(Dataset entries)
_ _ _ _ _

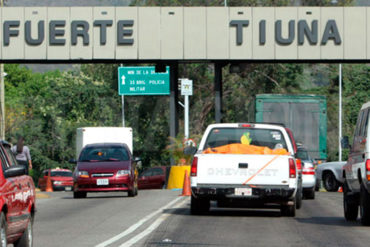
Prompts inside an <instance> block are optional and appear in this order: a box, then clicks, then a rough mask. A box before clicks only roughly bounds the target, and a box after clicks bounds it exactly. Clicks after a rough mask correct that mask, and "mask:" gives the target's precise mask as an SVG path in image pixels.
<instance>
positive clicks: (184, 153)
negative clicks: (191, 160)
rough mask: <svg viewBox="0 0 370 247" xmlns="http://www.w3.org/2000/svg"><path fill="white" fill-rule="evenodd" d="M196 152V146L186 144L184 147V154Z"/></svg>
mask: <svg viewBox="0 0 370 247" xmlns="http://www.w3.org/2000/svg"><path fill="white" fill-rule="evenodd" d="M196 152H197V148H196V147H193V146H187V147H185V148H184V154H185V155H194V154H196Z"/></svg>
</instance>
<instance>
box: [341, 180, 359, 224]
mask: <svg viewBox="0 0 370 247" xmlns="http://www.w3.org/2000/svg"><path fill="white" fill-rule="evenodd" d="M349 193H350V191H349V188H348V185H347V182H346V181H344V184H343V210H344V218H345V219H346V220H347V221H355V220H356V219H357V215H358V202H357V201H356V198H355V196H354V195H350V194H349Z"/></svg>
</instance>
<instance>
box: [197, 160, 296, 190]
mask: <svg viewBox="0 0 370 247" xmlns="http://www.w3.org/2000/svg"><path fill="white" fill-rule="evenodd" d="M197 157H198V169H197V183H198V184H229V185H242V184H247V185H248V184H249V185H289V158H290V156H286V155H246V154H199V155H197Z"/></svg>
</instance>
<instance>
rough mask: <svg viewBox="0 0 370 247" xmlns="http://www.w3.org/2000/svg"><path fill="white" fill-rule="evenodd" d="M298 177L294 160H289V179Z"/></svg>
mask: <svg viewBox="0 0 370 247" xmlns="http://www.w3.org/2000/svg"><path fill="white" fill-rule="evenodd" d="M296 176H297V175H296V166H295V163H294V160H293V159H292V158H290V159H289V178H295V177H296Z"/></svg>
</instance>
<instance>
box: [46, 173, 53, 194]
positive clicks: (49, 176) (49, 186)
mask: <svg viewBox="0 0 370 247" xmlns="http://www.w3.org/2000/svg"><path fill="white" fill-rule="evenodd" d="M45 191H46V192H53V185H52V184H51V178H50V171H49V174H48V178H47V180H46V189H45Z"/></svg>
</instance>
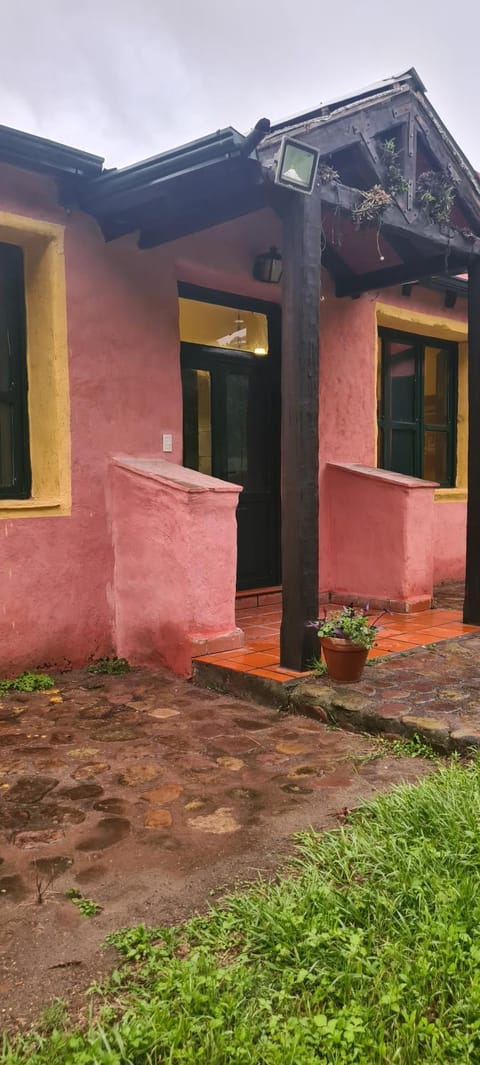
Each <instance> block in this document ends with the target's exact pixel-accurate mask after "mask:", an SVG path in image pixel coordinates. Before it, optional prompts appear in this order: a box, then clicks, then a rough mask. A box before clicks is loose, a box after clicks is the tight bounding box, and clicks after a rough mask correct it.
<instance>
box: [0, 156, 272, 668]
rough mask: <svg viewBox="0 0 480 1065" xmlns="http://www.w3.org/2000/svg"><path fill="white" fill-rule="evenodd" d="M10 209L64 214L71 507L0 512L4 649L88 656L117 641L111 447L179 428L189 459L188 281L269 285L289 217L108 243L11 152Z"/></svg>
mask: <svg viewBox="0 0 480 1065" xmlns="http://www.w3.org/2000/svg"><path fill="white" fill-rule="evenodd" d="M2 210H3V211H12V212H14V213H17V214H24V215H28V216H30V217H37V218H43V219H45V220H50V222H57V223H61V224H62V225H64V226H65V227H66V230H65V262H66V279H67V317H68V345H69V376H70V408H71V412H70V413H71V449H72V452H71V454H72V468H71V472H72V511H71V517H63V518H34V519H33V518H32V519H26V520H19V519H14V520H5V521H1V522H0V574H1V592H0V662H1V668H2V669H13V668H17V667H22V666H32V667H33V666H40V665H44V663H51V665H60V666H62V665H68V663H69V662H72V663H80V662H82V661H85V660H86V659H87V658H88V657H89V656H92V655H99V654H106V653H109V652H111V651H112V650H113V649H114V627H113V626H114V588H113V564H114V559H113V546H112V529H111V519H110V515H109V509H107V501H106V478H107V468H109V463H110V461H111V459H112V457H113V456H115V455H117V454H122V455H131V456H138V455H142V456H162V433H163V432H169V433H171V435H172V438H173V450H172V453H171V455H170V456H168V458H170V459H171V460H172V461H173V462H179V461H181V455H182V403H181V379H180V360H179V334H178V304H177V282H178V280H179V279H180V280H195V281H196V282H197V283H199V284H205V285H212V284H216V283H219V282H220V279H221V282H222V285H221V286H222V288H225V289H226V290H227V291H233V292H235V291H236V292H242V293H245V294H247V295H248V294H251V295H259V296H260V295H261V296H262V297H263V298H265V289H264V286H262V285H261V284H260V283H258V282H254V281H253V280H252V279H251V264H252V261H253V258H254V255H255V253H258V252H259V251H262V250H264V249H265V247H268V244H269V243H271V242H272V241H274V240H275V239H276V237H277V234H278V229H279V225H278V222H277V220H276V219H275V216H274V215H272V214H271V213H270V212H269V211H263V212H261V213H259V215H255V216H250V217H248V218H245V219H239V220H237V222H233V223H231V224H229V225H228V226H225V227H218V228H217V229H215V230H211V231H210V232H209V233H199V234H197V235H195V236H192V237H188V239H184V240H182V241H179V242H178V243H177V244H176V245H169V246H165V247H163V248H156V249H152V250H151V251H145V252H144V251H142V252H140V251H139V250H138V249H137V248H136V245H135V241H134V239H133V237H126V239H125V240H122V241H117V242H112V243H111V244H105V243H104V241H103V239H102V236H101V233H100V232H99V230H98V228H97V226H96V224H95V223H94V220H93V219H90V218H88V217H87V216H85V215H81V214H79V213H73V214H72V215H68V214H67V213H66V212H65V211H64V210H63V209H61V208H59V206H57V198H56V192H55V189H54V185H53V182H50V181H49V180H47V179H44V178H39V177H38V176H33V175H29V174H27V173H22V171H18V170H16V169H13V168H10V167H6V166H1V167H0V211H2ZM226 593H227V594H229V592H228V591H227V592H226Z"/></svg>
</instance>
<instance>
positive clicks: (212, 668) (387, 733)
mask: <svg viewBox="0 0 480 1065" xmlns="http://www.w3.org/2000/svg"><path fill="white" fill-rule="evenodd" d="M265 672H266V671H265ZM270 672H271V673H274V670H271V671H270ZM285 672H288V671H285ZM194 681H195V683H197V684H198V685H200V686H201V687H209V688H214V689H216V690H219V691H222V692H227V693H230V694H232V695H234V697H238V698H241V699H251V700H252V701H255V702H261V703H263V704H264V705H268V706H272V707H275V708H277V709H280V710H285V711H288V712H291V714H299V715H302V716H305V717H310V718H313V719H315V720H317V721H321V722H324V723H327V724H330V725H332V726H334V727H338V728H344V730H347V731H349V732H362V733H365V732H368V733H374V734H377V735H383V736H386V737H392V738H395V737H402V738H404V739H409V738H410V739H413V738H418V739H420V740H423V741H424V742H426V743H428V744H429V745H430V747H432V748H434V749H435V750H437V751H441V752H442V753H444V754H446V753H449V752H452V751H460V752H463V753H465V752H468V751H470V750H471V749H475V748H476V749H480V703H479V701H478V690H479V687H480V630H479V629H476V630H474V632H470V633H469V634H466V635H463V636H458V637H456V638H454V639H448V638H447V639H443V640H438V641H437V642H436V643H434V644H429V646H427V648H426V646H420V648H416V649H413V650H411V651H408V652H398V653H395V654H391V655H390V656H388V657H387V659H384V658H382V659H381V660H375V659H370V660H369V662H367V666H366V668H365V672H364V674H363V677H362V681H360V682H359V683H358V684H349V685H338V684H334V683H333V682H331V681H330V678H329V677H324V676H322V677H318V676H315V674H313V673H310V674H294V675H292V676H287V677H285V679H281V678H279V677H278V676H277V675H274V676H266V675H264V674H261V673H255V672H253V671H250V672H248V673H245V672H243V671H241V670H239V669H234V668H228V667H226V666H219V665H218V666H215V665H213V663H212V662H211V661H209V660H206V659H203V660H202V659H197V660H196V661H195V662H194Z"/></svg>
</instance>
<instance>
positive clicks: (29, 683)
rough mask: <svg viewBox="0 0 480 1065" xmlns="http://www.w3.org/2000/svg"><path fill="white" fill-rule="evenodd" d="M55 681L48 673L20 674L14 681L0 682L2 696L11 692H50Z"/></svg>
mask: <svg viewBox="0 0 480 1065" xmlns="http://www.w3.org/2000/svg"><path fill="white" fill-rule="evenodd" d="M53 686H54V681H52V678H51V676H48V674H47V673H20V674H19V676H16V677H14V679H12V681H0V695H6V694H7V692H9V691H48V689H49V688H53Z"/></svg>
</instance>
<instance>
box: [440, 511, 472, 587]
mask: <svg viewBox="0 0 480 1065" xmlns="http://www.w3.org/2000/svg"><path fill="white" fill-rule="evenodd" d="M434 519H435V520H434V535H433V556H434V567H433V579H434V581H435V585H440V584H442V581H444V580H463V579H464V578H465V551H466V503H447V502H445V503H441V502H437V503H435V508H434Z"/></svg>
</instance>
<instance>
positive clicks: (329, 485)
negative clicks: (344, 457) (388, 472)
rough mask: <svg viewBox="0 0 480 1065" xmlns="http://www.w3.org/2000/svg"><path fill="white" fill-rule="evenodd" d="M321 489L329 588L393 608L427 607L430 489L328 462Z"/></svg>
mask: <svg viewBox="0 0 480 1065" xmlns="http://www.w3.org/2000/svg"><path fill="white" fill-rule="evenodd" d="M325 486H326V493H327V498H328V505H329V519H330V536H331V568H332V569H331V573H332V580H333V586H332V587H333V588H334V590H335V591H336V592H337V593H340V594H341V595H349V594H352V593H353V594H354V595H358V596H362V597H364V599H365V600H368V601H370V603H376V604H378V605H382V606H383V605H384V606H388V608H390V609H393V610H396V609H399V608H401V609H403V608H409V607H410V608H412V609H415V608H418V607H419V606H427V605H429V603H430V600H431V596H432V591H433V555H432V550H431V544H432V539H433V523H434V506H435V505H434V502H433V493H434V489H435V486H434V485H432V484H430V482H429V481H424V480H418V479H417V478H415V477H404V476H402V475H401V474H394V473H388V472H387V471H383V470H382V471H380V470H371V469H368V468H367V466H363V465H353V464H342V463H329V465H328V466H327V470H326V475H325Z"/></svg>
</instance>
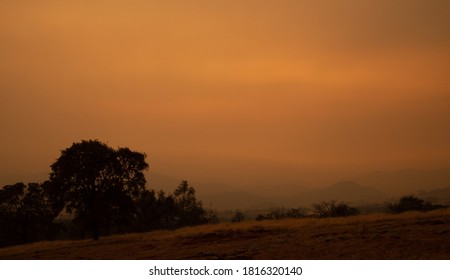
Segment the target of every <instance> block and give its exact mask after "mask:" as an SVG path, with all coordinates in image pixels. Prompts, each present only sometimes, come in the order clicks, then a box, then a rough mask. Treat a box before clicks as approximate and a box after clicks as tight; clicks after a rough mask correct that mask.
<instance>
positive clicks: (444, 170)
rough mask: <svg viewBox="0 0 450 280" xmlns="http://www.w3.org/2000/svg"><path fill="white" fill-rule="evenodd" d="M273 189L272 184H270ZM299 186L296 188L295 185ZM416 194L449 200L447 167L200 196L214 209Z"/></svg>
mask: <svg viewBox="0 0 450 280" xmlns="http://www.w3.org/2000/svg"><path fill="white" fill-rule="evenodd" d="M274 189H276V186H274ZM299 189H300V188H299ZM409 194H412V195H417V196H419V197H421V198H423V199H426V200H428V201H430V202H436V203H441V204H449V203H450V168H442V169H435V170H418V169H407V170H401V171H397V172H372V173H369V174H366V175H362V176H358V177H355V178H354V179H353V180H351V181H342V182H338V183H336V184H334V185H332V186H330V187H326V188H320V189H310V190H305V191H302V192H299V193H297V194H292V195H283V194H282V193H281V194H280V195H278V196H272V197H270V196H260V195H255V194H252V193H249V192H243V191H230V192H222V193H216V194H209V195H203V196H200V199H202V200H203V202H204V205H205V206H206V207H212V208H213V209H217V210H226V209H255V208H259V209H261V208H270V207H282V206H284V207H298V206H303V207H310V206H311V205H312V204H314V203H319V202H321V201H328V200H336V201H339V202H340V201H343V202H348V203H350V204H351V205H354V206H357V205H363V204H370V203H381V202H384V201H388V200H391V199H396V198H398V197H399V196H402V195H409Z"/></svg>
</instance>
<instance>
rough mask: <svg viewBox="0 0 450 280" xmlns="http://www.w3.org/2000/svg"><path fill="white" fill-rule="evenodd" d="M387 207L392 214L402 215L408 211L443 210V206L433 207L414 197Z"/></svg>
mask: <svg viewBox="0 0 450 280" xmlns="http://www.w3.org/2000/svg"><path fill="white" fill-rule="evenodd" d="M386 207H387V208H388V210H389V212H391V213H402V212H406V211H422V212H426V211H431V210H435V209H439V208H443V206H442V205H433V204H431V203H429V202H426V201H425V200H423V199H420V198H417V197H415V196H413V195H408V196H403V197H401V198H400V200H399V201H398V202H397V203H387V205H386Z"/></svg>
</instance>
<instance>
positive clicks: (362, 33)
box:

_ _ _ _ _

Goal of the exercise: Which lines in the rows above contain the string "positive"? Copy each of those lines in full.

Output for this task:
positive clicks: (184, 153)
positive clicks: (49, 176) (49, 186)
positive clicks: (212, 668) (387, 733)
positive clicks: (29, 683)
positive clicks: (329, 485)
positive clicks: (444, 170)
positive clicks: (362, 33)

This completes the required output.